* [WRITTEN REQUEST]
With the line containing "cap in this photo." as the first line and the last line of the records as the final one, reproduce that range exactly.

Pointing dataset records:
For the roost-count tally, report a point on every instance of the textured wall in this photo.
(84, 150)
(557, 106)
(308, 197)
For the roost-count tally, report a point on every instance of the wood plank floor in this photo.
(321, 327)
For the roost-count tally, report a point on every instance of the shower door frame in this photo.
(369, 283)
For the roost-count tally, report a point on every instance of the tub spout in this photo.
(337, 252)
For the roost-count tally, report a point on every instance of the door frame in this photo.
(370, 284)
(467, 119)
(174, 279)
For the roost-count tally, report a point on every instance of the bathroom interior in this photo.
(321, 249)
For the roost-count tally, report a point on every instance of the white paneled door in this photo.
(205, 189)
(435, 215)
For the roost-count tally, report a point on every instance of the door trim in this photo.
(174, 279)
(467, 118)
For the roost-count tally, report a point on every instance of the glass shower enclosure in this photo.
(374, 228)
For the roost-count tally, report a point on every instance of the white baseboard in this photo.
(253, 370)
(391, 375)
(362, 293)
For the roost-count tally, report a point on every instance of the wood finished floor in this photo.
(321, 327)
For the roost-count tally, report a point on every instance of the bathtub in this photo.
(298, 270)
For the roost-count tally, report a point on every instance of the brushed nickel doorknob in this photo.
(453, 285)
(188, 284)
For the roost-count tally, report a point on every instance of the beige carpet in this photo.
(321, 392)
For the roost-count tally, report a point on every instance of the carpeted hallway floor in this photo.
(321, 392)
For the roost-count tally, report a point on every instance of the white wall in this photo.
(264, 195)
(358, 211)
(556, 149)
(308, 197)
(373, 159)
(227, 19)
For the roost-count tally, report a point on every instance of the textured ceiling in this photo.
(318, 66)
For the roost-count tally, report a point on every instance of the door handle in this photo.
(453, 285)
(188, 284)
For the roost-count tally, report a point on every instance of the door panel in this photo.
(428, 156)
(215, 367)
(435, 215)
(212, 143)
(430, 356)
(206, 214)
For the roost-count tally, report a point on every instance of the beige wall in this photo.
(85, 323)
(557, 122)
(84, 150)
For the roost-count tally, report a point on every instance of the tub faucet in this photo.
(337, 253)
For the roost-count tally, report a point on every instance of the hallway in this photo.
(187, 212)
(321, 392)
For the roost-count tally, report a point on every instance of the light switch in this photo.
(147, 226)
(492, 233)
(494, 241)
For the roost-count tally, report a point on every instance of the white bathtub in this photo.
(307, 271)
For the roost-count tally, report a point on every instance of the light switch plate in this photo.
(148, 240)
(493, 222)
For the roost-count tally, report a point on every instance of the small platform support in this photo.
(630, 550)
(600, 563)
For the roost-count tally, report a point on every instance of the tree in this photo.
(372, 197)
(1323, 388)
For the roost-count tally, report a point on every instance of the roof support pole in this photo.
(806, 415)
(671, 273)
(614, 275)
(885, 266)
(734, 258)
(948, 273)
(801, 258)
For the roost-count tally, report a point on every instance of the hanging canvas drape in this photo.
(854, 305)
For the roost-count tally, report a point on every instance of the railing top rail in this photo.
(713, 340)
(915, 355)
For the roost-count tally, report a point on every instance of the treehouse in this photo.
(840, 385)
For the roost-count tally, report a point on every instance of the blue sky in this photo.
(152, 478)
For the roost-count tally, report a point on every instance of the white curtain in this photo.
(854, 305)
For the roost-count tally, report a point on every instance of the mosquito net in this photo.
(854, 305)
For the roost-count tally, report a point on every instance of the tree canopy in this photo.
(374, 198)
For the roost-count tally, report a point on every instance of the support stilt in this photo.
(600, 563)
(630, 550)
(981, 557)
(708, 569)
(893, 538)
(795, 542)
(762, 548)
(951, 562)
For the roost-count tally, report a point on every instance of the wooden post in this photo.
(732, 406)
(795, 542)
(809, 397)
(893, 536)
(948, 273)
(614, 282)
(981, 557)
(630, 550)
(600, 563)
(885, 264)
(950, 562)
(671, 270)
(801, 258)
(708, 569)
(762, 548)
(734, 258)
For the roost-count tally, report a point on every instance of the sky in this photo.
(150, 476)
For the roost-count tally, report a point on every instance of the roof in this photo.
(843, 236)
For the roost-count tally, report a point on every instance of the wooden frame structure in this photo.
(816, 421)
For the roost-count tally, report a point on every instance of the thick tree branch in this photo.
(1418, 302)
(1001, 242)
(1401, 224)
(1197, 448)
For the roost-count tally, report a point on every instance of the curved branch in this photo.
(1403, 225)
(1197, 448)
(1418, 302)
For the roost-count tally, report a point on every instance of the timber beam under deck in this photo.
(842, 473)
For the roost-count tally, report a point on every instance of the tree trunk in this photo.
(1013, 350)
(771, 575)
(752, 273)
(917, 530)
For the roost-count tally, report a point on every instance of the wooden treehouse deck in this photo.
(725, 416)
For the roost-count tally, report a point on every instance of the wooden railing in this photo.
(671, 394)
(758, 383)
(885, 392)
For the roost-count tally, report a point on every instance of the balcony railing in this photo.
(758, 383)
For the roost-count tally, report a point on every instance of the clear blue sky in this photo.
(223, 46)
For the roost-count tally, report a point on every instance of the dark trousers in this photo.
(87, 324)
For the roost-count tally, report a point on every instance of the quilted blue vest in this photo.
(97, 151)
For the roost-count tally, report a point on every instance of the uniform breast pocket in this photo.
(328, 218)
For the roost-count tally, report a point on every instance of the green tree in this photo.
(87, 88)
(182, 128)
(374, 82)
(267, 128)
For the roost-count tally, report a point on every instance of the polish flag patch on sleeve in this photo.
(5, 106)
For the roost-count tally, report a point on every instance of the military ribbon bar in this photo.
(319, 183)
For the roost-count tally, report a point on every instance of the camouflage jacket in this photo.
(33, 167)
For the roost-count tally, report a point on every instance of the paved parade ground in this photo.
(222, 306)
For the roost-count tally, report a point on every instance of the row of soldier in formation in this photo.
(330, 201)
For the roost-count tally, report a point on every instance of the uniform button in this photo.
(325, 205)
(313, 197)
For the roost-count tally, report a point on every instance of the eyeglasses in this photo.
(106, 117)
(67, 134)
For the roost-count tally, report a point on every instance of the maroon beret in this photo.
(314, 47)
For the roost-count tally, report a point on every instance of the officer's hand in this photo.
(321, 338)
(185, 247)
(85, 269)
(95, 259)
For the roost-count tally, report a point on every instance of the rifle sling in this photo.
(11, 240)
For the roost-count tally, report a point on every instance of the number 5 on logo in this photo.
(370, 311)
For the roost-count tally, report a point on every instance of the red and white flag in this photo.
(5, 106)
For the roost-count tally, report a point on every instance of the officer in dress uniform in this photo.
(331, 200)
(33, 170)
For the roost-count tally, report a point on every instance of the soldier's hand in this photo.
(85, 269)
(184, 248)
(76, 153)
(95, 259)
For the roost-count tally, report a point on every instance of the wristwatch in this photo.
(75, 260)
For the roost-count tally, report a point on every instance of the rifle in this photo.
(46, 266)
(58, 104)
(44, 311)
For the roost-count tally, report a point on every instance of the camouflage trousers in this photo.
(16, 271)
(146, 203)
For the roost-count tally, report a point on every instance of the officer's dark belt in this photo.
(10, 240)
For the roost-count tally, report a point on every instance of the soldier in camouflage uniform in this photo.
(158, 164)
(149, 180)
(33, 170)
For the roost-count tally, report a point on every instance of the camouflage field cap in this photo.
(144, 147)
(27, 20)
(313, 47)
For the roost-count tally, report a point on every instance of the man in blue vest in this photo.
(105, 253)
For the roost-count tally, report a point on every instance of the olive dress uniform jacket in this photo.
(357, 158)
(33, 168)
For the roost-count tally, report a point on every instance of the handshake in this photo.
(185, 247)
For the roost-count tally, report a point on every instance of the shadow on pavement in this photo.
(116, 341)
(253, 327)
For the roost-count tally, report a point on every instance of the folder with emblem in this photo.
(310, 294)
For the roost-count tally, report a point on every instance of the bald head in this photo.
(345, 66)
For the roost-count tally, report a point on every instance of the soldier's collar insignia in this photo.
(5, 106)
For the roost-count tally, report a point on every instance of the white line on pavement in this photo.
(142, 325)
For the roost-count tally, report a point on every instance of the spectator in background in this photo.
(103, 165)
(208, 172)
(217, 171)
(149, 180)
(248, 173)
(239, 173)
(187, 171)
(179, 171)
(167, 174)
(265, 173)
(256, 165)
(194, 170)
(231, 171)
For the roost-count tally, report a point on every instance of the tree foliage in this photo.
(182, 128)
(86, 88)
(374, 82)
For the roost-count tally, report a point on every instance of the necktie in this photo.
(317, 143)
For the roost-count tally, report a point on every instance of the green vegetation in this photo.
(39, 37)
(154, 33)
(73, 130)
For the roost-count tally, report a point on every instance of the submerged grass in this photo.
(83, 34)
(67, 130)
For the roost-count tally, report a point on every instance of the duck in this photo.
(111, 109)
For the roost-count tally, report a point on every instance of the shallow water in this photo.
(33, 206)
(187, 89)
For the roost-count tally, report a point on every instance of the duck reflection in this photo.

* [TASK RESULT]
For the roost-count tally, report a point on every instance of the camouflage field cap in this photo.
(144, 147)
(27, 20)
(313, 47)
For the roost-count tally, report a point on every instance of the man in blue vest in this photo.
(105, 253)
For the roost-count tally, report a point on every instance of the olive dress uniform jacket in this photo.
(357, 158)
(33, 168)
For the roost-count tally, report a point on every instance of the handshake in this photo.
(185, 247)
For the roost-count tally, report a point on every instance of the shadow on pavement in this photo.
(116, 341)
(253, 327)
For the roost-count tally, report a point on every instance of the folder with emblem in this photo.
(310, 294)
For the roost-count tally, report a point on every instance of the bald head in this photo.
(345, 66)
For the roost-count tally, report a point on every instance of the soldier's collar insignia in this photo.
(5, 106)
For the roost-count tally, report a point on every instance of the white line on pavement in this photo.
(142, 325)
For the roost-count tally, report a point on every instance of the spectator in background in this photo.
(103, 165)
(208, 172)
(217, 171)
(149, 180)
(248, 173)
(239, 173)
(187, 171)
(179, 171)
(167, 174)
(265, 173)
(256, 165)
(194, 170)
(231, 171)
For the roost-count tally, report a point on every instance of the tree foliage in this photo.
(182, 128)
(86, 88)
(374, 82)
For the roost-count tally, report a point on every instance of the necktie in this photo.
(317, 143)
For the roost-count tally, report a point on every instance of the green vegetation in this photo.
(39, 37)
(154, 33)
(73, 130)
For the roost-count tally, report a point on every instance of the submerged grass in this photo.
(83, 34)
(67, 130)
For the roost-count tally, report a point on every instance of the duck in this photo.
(111, 109)
For the roost-count tally, report a point on every instance of the shallow water in this photo.
(33, 206)
(187, 89)
For the roost-count tally, report a point on every instance of the duck reflection in this photo.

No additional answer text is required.